#### ABOUT THIS TASK
The output must match the entries below exactly.

Top of MATERIAL FOR THIS TASK

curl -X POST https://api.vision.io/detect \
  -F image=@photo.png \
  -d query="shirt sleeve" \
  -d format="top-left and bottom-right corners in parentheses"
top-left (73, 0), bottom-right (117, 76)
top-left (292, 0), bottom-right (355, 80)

Bottom of MATERIAL FOR THIS TASK

#### OUTPUT BELOW
curl -X POST https://api.vision.io/detect \
  -F image=@photo.png \
  -d query="shirt sleeve" \
  -d format="top-left and bottom-right corners in parentheses"
top-left (73, 0), bottom-right (117, 76)
top-left (292, 0), bottom-right (355, 80)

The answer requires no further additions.